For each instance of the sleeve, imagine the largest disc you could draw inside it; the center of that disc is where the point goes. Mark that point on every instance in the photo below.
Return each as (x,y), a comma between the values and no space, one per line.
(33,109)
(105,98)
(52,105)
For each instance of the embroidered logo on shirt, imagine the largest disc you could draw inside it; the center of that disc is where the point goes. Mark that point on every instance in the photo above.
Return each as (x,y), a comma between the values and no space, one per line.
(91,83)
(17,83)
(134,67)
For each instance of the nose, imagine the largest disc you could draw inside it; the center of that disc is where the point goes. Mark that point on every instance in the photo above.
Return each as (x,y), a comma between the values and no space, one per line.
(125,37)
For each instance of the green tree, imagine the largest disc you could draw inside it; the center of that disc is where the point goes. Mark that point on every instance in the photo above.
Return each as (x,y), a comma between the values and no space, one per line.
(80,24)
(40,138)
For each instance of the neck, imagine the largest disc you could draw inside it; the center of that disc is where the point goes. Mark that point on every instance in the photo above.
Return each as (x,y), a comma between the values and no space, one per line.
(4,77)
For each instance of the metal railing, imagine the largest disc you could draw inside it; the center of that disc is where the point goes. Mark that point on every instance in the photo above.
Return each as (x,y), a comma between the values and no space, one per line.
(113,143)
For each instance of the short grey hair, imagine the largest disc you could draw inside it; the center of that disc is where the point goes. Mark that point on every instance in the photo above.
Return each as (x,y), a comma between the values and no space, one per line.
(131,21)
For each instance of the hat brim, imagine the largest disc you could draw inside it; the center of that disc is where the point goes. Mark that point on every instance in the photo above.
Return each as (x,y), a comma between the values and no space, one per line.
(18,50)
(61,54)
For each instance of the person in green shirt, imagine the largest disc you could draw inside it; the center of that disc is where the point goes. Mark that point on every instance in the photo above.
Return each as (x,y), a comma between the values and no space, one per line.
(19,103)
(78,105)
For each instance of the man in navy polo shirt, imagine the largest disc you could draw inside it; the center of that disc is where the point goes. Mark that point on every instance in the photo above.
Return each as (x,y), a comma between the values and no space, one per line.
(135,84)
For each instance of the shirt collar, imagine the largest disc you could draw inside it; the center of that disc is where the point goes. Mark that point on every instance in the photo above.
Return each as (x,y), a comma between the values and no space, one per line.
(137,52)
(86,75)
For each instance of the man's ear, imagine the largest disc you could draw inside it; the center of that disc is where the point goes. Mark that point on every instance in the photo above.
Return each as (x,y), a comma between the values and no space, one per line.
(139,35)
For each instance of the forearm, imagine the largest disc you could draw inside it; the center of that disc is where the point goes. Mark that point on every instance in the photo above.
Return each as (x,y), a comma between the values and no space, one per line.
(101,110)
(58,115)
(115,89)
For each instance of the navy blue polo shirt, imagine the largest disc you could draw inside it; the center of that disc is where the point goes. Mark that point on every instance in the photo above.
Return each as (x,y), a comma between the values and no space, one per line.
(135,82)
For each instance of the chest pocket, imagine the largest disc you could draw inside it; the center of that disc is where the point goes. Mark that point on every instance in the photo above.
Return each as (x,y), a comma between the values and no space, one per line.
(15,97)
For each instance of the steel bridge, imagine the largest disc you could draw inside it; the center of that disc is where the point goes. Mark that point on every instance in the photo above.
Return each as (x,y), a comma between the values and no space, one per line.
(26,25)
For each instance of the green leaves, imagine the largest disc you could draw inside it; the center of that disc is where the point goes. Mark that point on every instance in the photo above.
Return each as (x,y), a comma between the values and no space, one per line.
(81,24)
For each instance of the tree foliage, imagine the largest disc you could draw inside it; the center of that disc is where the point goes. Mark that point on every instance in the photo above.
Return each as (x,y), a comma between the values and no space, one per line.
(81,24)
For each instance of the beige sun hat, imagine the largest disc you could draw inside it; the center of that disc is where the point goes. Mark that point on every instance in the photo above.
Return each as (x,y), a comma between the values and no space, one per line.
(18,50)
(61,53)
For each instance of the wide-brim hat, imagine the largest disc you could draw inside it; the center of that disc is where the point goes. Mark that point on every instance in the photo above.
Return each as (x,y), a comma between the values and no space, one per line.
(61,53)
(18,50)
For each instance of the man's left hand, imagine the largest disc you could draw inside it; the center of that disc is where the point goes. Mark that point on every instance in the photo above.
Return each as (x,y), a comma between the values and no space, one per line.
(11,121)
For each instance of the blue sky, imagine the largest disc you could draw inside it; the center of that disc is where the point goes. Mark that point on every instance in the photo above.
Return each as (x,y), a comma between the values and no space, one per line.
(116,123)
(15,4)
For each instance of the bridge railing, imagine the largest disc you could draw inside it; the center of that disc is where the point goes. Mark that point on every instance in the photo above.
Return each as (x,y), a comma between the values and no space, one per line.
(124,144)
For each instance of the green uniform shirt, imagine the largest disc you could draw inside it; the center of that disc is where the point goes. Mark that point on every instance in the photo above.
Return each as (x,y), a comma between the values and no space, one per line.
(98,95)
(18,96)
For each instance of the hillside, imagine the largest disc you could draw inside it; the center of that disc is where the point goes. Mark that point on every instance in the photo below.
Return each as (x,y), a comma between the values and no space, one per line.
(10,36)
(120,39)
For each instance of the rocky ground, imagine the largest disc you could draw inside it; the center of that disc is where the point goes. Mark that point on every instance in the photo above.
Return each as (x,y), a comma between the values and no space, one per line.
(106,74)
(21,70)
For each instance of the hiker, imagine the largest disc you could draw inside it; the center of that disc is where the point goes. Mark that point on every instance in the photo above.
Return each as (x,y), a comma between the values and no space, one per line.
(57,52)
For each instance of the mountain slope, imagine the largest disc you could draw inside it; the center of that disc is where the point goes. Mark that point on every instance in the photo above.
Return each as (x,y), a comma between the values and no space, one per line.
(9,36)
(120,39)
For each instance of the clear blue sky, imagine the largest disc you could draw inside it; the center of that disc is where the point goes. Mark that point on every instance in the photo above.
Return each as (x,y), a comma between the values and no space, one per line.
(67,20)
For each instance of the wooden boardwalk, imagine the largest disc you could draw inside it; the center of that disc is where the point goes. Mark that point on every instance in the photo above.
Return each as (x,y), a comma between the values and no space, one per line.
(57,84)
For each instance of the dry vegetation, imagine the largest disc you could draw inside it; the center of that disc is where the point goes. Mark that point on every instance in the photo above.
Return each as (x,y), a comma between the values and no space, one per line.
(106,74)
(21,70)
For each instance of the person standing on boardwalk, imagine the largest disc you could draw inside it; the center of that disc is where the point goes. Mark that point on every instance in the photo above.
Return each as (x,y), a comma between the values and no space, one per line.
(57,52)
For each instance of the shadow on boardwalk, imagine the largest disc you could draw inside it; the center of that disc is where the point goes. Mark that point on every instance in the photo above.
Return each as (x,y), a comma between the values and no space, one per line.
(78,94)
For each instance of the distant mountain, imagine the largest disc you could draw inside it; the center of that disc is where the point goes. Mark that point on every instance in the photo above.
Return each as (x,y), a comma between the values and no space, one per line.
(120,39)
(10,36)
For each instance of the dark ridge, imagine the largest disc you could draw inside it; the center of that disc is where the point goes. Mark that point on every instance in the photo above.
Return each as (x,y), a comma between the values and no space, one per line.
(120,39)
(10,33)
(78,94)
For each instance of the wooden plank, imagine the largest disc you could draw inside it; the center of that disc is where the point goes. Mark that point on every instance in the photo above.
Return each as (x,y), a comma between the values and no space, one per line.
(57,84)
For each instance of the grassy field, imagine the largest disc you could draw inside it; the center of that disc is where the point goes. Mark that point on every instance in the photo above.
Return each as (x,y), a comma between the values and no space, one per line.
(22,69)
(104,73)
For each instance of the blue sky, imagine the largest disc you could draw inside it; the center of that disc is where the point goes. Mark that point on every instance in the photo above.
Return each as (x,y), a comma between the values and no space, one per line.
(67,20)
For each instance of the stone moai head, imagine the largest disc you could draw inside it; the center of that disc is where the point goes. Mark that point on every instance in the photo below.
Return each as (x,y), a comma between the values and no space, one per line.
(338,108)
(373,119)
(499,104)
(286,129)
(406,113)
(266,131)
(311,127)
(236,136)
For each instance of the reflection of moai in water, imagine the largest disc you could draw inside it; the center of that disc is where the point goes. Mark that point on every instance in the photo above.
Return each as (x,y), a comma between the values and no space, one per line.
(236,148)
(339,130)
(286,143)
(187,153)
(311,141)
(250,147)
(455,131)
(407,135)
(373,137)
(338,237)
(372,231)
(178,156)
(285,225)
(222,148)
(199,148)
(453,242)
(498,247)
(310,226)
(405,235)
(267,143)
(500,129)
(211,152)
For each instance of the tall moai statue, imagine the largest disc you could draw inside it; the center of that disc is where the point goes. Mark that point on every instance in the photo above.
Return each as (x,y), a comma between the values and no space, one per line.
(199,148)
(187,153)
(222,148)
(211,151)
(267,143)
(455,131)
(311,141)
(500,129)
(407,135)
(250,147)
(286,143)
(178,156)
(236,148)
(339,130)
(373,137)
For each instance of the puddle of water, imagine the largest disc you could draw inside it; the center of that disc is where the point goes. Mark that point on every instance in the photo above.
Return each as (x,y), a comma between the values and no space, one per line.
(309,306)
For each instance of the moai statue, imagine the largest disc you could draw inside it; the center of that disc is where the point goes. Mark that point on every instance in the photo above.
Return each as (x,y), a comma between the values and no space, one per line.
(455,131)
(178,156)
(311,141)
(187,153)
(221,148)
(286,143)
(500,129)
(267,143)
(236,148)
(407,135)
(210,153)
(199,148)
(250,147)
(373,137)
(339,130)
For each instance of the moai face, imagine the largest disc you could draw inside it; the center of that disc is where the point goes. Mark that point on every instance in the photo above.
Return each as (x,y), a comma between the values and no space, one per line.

*Set problem*.
Reproduce word for word the rows starting at the line that contains "For each instance of the moai face, imagine", and continue through the final line of the rows above.

*Solution for this problem*.
For each instance of the moai face, imagine the largest disc you could draw inside it; the center of that disc is where the point goes. Mark that point on every instance in the photo above.
Return each as (x,y), a comma between the values and no space, one per line.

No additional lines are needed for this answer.